Come abbiamo visto finora, la fase dell’adolescenza viene, bene o male, superata; però, i figli crescono e cominciano ad avere i primi rapporti sessuali… e molti genitori non li preparano a questo; i ragazzi sono spesso ignoranti (nel senso che ignorano il mondo corretto della sessualità), si muovono secondo il “sentito dire” e possono commettere degli errori…come quello di farlo quando non sono pronti… solo per curiosità… oppure, non essendo sufficientemente informati, possono contrarre delle malattie o avere delle gravidanze indesiderate e avere, comunque, dei traumi di tipo psicologico… Com’è giusto che si comporti un genitore con un figlio, in questi frangenti?

Un genitore bisogna che si comporti rispettando tutti i principi di cui abbiamo parlato fino ad oggi; dovrebbe essere preparato nel senso che avrebbe bisogno di istruirsi e poi maturare nel tempo, attraverso anche la lettura di libri specifici… Ce ne sono tanti in commercio che spiegano come prospettare la vita umana in tutti i suoi aspetti, compreso quello sessuale, ai bambini di ogni età, dai 3 anni a salire. C’è materiale didattico che spiega in che modo essere più preparati per affrontare discorsi delicati, quali quelli della vita intima di un figlio con un partner più o meno stabile oppure occasionale. Se non dovessero essere soddisfacenti i libri, ci si può sempre rivolgere a persone qualificate nel campo del privato o del pubblico perché ogni amministrazione, almeno quelle dei centri abitati più grandi, mette a disposizione dei consultori che sono attrezzati per sapere affrontare dialoghi di questo tipo: quindi, un genitore, dovrebbe solo limitarsi ad impegnare del tempo per prepararsi al meglio.

Non è possibile, comunque, che io ti dia una risposta univoca, perché il comportamento corretto di un ragazzo nei confronti della sessualità, legata al rapporto con un’altra persona, è condizionato dall’ambiente in cui vive (quindi dagli apprendimenti che riceve) e da quello che si aspettano da lui, relativamente al contesto geografico. Un conto è parlare di un ragazzo svedese, un conto di un ragazzo siciliano….

-----

Consegna — Riscrivi il testo sui figli e la sessualità da "Come abbiamo visto" a "in questi frangenti?", mettendo "noia" al posto di "curiosità".

-----

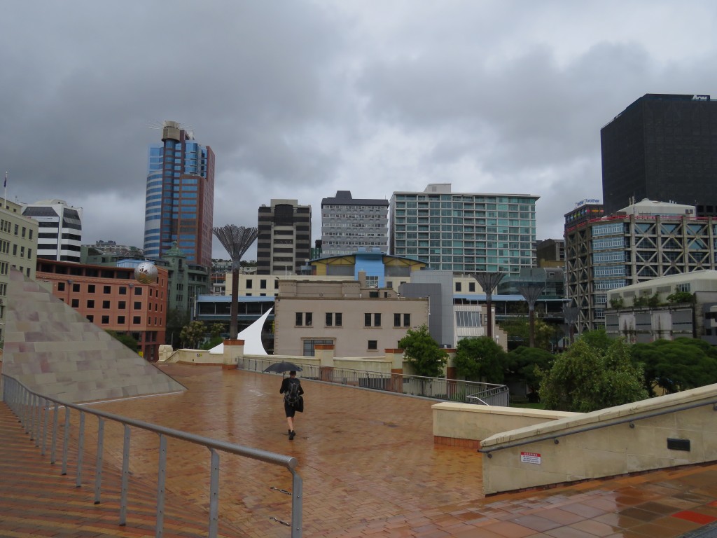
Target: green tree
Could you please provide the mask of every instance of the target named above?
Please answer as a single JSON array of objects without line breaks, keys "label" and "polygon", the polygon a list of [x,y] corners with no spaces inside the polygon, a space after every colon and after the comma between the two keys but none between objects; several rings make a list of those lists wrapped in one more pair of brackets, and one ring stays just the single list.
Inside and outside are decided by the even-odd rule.
[{"label": "green tree", "polygon": [[124,344],[127,347],[133,351],[135,353],[139,352],[139,342],[138,342],[132,336],[131,334],[125,334],[124,333],[118,333],[116,331],[108,331],[108,334],[112,336],[115,340]]},{"label": "green tree", "polygon": [[[537,347],[521,346],[508,354],[505,380],[524,382],[529,393],[537,396],[539,390],[538,372],[549,370],[555,358],[550,351]],[[537,400],[536,400],[537,401]]]},{"label": "green tree", "polygon": [[622,339],[603,350],[581,337],[540,377],[541,400],[547,409],[589,412],[647,397],[642,369],[633,364]]},{"label": "green tree", "polygon": [[668,393],[717,383],[717,350],[703,340],[678,338],[633,346],[633,360],[645,369],[645,387]]},{"label": "green tree", "polygon": [[488,336],[464,338],[456,348],[456,372],[467,379],[503,382],[506,354]]},{"label": "green tree", "polygon": [[399,347],[404,350],[416,374],[426,377],[440,377],[448,357],[428,332],[425,325],[414,331],[409,329],[401,339]]},{"label": "green tree", "polygon": [[[508,335],[508,344],[511,347],[517,346],[528,346],[531,339],[530,320],[527,316],[514,318],[500,321],[500,329]],[[533,324],[535,331],[536,347],[549,351],[551,340],[555,334],[555,329],[540,318],[536,318]]]},{"label": "green tree", "polygon": [[190,321],[189,314],[179,308],[171,310],[167,313],[167,326],[165,333],[164,343],[172,346],[179,345],[181,341],[181,330]]},{"label": "green tree", "polygon": [[201,321],[192,321],[185,325],[179,334],[179,338],[185,347],[196,349],[199,343],[204,339],[206,329]]},{"label": "green tree", "polygon": [[604,353],[614,341],[607,336],[607,331],[604,329],[596,329],[594,331],[586,331],[580,336],[580,339],[590,347]]},{"label": "green tree", "polygon": [[690,303],[691,304],[695,302],[695,296],[689,291],[675,291],[674,293],[668,295],[667,300],[670,304],[678,303]]}]

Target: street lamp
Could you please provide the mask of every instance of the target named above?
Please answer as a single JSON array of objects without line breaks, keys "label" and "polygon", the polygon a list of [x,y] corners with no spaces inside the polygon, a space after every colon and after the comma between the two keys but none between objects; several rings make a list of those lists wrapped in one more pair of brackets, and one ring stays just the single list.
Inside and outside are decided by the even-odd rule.
[{"label": "street lamp", "polygon": [[485,292],[485,307],[488,309],[487,336],[493,340],[493,309],[491,307],[491,299],[493,298],[493,290],[495,289],[500,280],[503,280],[505,274],[500,272],[488,273],[483,271],[481,273],[473,273],[472,276],[478,281],[480,287]]}]

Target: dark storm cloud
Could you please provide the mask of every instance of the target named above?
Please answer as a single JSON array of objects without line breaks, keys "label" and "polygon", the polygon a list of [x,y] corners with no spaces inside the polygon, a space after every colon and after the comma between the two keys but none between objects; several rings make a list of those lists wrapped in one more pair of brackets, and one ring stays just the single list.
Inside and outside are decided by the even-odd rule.
[{"label": "dark storm cloud", "polygon": [[295,199],[318,238],[336,190],[450,182],[541,196],[558,237],[602,196],[602,126],[647,93],[713,93],[717,9],[650,5],[6,3],[0,171],[11,199],[82,207],[84,242],[141,246],[148,126],[174,120],[217,155],[215,225]]}]

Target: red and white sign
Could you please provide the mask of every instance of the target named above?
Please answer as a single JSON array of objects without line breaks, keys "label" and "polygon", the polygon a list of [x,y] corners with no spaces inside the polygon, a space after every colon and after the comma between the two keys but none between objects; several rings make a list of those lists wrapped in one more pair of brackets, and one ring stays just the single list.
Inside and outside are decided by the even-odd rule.
[{"label": "red and white sign", "polygon": [[521,452],[521,463],[536,463],[536,465],[540,465],[541,463],[540,454],[537,452]]}]

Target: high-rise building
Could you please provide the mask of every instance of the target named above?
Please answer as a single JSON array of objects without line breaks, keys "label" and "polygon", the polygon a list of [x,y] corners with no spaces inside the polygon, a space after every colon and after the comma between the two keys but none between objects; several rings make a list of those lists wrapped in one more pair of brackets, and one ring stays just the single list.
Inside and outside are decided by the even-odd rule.
[{"label": "high-rise building", "polygon": [[311,206],[272,199],[259,208],[257,273],[294,275],[310,258]]},{"label": "high-rise building", "polygon": [[356,199],[351,191],[337,191],[321,200],[321,255],[336,256],[389,251],[389,201]]},{"label": "high-rise building", "polygon": [[389,252],[454,273],[519,273],[534,265],[539,197],[451,192],[450,183],[394,192]]},{"label": "high-rise building", "polygon": [[602,202],[610,214],[645,198],[717,214],[717,101],[648,93],[600,131]]},{"label": "high-rise building", "polygon": [[149,147],[144,254],[159,259],[175,242],[188,263],[211,267],[214,154],[191,131],[165,121],[162,143]]},{"label": "high-rise building", "polygon": [[579,310],[579,331],[604,326],[611,290],[716,268],[717,219],[695,217],[694,207],[643,200],[601,212],[589,204],[565,215],[566,296]]},{"label": "high-rise building", "polygon": [[82,242],[82,209],[64,200],[23,204],[22,214],[37,221],[37,258],[80,263]]}]

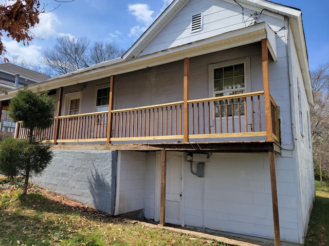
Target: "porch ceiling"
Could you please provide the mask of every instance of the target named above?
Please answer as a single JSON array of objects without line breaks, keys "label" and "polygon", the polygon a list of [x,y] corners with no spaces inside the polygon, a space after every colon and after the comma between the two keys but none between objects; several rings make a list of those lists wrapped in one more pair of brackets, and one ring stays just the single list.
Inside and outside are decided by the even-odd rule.
[{"label": "porch ceiling", "polygon": [[[150,55],[135,58],[129,60],[117,58],[80,69],[72,73],[56,77],[44,82],[29,86],[36,90],[52,90],[61,87],[109,77],[143,69],[199,55],[224,50],[251,44],[267,38],[268,49],[275,60],[277,60],[275,33],[266,23],[227,32],[200,41],[169,49]],[[0,100],[10,99],[15,96],[17,90],[7,92],[8,94],[0,94]]]}]

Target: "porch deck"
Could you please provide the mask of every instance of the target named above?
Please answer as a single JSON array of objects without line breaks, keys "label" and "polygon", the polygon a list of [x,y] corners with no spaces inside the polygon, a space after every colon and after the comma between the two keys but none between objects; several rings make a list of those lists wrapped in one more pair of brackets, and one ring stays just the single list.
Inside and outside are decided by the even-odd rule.
[{"label": "porch deck", "polygon": [[[38,140],[58,143],[170,144],[275,142],[279,145],[278,107],[264,91],[108,111],[59,116],[51,126],[35,129]],[[268,124],[270,122],[270,124]],[[17,124],[17,138],[28,130]],[[188,139],[186,141],[186,139]]]}]

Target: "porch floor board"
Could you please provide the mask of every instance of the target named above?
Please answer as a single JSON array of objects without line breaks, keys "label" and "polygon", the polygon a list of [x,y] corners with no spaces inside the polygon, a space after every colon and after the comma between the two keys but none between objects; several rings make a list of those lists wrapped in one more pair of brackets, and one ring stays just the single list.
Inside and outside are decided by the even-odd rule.
[{"label": "porch floor board", "polygon": [[135,151],[192,151],[265,152],[274,149],[280,152],[280,147],[275,142],[266,141],[241,141],[209,142],[177,142],[159,144],[57,145],[52,150],[114,150]]}]

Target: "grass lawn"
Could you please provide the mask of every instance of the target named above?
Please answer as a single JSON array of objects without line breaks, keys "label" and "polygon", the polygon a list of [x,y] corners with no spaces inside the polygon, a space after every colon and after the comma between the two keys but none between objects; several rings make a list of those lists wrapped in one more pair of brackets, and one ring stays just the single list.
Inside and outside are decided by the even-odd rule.
[{"label": "grass lawn", "polygon": [[[231,246],[187,234],[144,226],[98,213],[22,182],[0,180],[0,245]],[[316,182],[316,200],[305,246],[329,245],[329,187]]]},{"label": "grass lawn", "polygon": [[[0,245],[230,246],[158,227],[130,223],[60,199],[54,200],[33,187],[23,198],[21,188],[1,183]],[[16,187],[21,186],[16,182]]]},{"label": "grass lawn", "polygon": [[329,245],[329,187],[316,181],[316,200],[309,223],[305,246]]}]

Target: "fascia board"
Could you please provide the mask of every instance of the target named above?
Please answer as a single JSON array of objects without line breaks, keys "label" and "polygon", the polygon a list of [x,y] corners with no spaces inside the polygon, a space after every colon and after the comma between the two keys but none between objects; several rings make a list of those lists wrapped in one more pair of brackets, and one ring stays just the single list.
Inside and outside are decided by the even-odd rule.
[{"label": "fascia board", "polygon": [[[266,38],[268,33],[270,32],[273,31],[266,23],[259,23],[131,60],[122,60],[93,69],[85,69],[85,70],[79,73],[72,73],[69,75],[62,75],[39,84],[28,86],[27,87],[32,90],[36,90],[38,88],[44,90],[52,90],[60,87],[66,87],[104,78],[112,75],[133,72],[149,67],[179,60],[187,57],[195,57],[251,44]],[[271,44],[271,45],[273,45]],[[17,91],[17,90],[9,91],[7,92],[8,95],[6,95],[4,93],[0,94],[0,100],[10,99],[14,96]]]},{"label": "fascia board", "polygon": [[247,5],[252,6],[260,6],[261,8],[265,9],[270,12],[277,13],[283,16],[287,16],[289,17],[297,16],[301,14],[300,10],[295,9],[288,6],[285,6],[272,2],[266,0],[236,0],[239,2],[246,3]]}]

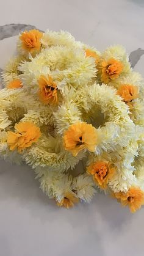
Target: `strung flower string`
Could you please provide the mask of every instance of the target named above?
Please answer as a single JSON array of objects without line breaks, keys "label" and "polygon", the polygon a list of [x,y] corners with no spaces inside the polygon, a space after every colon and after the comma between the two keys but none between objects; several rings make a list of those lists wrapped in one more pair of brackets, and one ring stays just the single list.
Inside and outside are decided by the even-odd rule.
[{"label": "strung flower string", "polygon": [[123,46],[99,53],[68,32],[32,29],[21,33],[15,53],[2,72],[0,156],[34,169],[60,207],[104,189],[139,209],[143,81]]}]

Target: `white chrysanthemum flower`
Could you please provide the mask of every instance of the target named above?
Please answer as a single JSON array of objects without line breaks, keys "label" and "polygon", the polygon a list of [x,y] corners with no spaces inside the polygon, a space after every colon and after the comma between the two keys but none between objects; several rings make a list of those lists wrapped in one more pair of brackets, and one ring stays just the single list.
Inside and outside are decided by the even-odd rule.
[{"label": "white chrysanthemum flower", "polygon": [[19,78],[21,72],[18,70],[18,67],[23,60],[23,57],[20,56],[10,59],[2,73],[2,78],[5,86],[11,81]]},{"label": "white chrysanthemum flower", "polygon": [[60,32],[51,31],[48,29],[43,34],[41,39],[42,45],[45,47],[61,45],[67,47],[79,47],[82,46],[82,43],[76,42],[73,35],[67,31],[60,31]]},{"label": "white chrysanthemum flower", "polygon": [[87,174],[79,175],[77,177],[74,178],[73,187],[77,194],[77,197],[89,203],[92,199],[93,196],[96,192],[94,188],[95,184],[92,178]]}]

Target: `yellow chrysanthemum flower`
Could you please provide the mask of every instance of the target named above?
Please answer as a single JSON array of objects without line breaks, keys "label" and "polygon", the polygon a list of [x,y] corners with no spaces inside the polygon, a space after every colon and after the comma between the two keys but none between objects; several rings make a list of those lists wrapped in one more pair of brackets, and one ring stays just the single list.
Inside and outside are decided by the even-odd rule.
[{"label": "yellow chrysanthemum flower", "polygon": [[24,31],[20,36],[22,42],[22,48],[31,53],[35,51],[38,51],[41,47],[40,39],[43,33],[37,29]]},{"label": "yellow chrysanthemum flower", "polygon": [[122,84],[118,89],[117,93],[123,98],[124,102],[131,102],[138,98],[138,87],[132,84]]},{"label": "yellow chrysanthemum flower", "polygon": [[115,168],[109,162],[98,161],[87,167],[87,172],[93,175],[93,180],[103,189],[107,188],[114,172]]},{"label": "yellow chrysanthemum flower", "polygon": [[127,193],[119,192],[113,193],[112,196],[116,197],[123,206],[128,205],[132,213],[144,204],[144,192],[139,188],[131,187]]},{"label": "yellow chrysanthemum flower", "polygon": [[84,148],[94,152],[97,144],[96,130],[92,125],[77,122],[65,131],[63,141],[65,148],[72,152],[74,156]]},{"label": "yellow chrysanthemum flower", "polygon": [[16,123],[16,133],[8,131],[7,144],[10,150],[18,149],[20,153],[26,148],[29,147],[32,143],[36,142],[41,135],[39,127],[33,123],[26,122]]},{"label": "yellow chrysanthemum flower", "polygon": [[115,59],[110,59],[108,61],[102,60],[99,68],[101,70],[101,82],[107,84],[110,80],[118,78],[123,68],[123,64]]},{"label": "yellow chrysanthemum flower", "polygon": [[41,75],[38,79],[40,100],[45,104],[57,104],[58,103],[57,89],[56,84],[51,76],[47,78]]},{"label": "yellow chrysanthemum flower", "polygon": [[57,202],[57,205],[59,207],[63,207],[68,209],[73,207],[74,203],[77,203],[79,199],[73,192],[68,192],[65,193],[64,197],[60,202]]}]

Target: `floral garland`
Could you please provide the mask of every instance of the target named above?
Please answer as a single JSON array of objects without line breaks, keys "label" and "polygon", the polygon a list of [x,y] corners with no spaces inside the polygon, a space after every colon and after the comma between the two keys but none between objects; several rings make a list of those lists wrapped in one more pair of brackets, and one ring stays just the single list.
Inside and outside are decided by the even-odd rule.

-----

Soluzione —
Come abbiamo visto finora, la fase dell’adolescenza viene, bene o male, superata; però, i figli crescono e cominciano ad avere i primi rapporti sessuali… e molti genitori non li preparano a questo; i ragazzi sono spesso ignoranti (nel senso che ignorano il mondo corretto della sessualità), si muovono secondo il “sentito dire” e possono commettere degli errori…come quello di farlo quando non sono pronti… solo per noia… oppure, non essendo sufficientemente informati, possono contrarre delle malattie o avere delle gravidanze indesiderate e avere, comunque, dei traumi di tipo psicologico… Com’è giusto che si comporti un genitore con un figlio, in questi frangenti?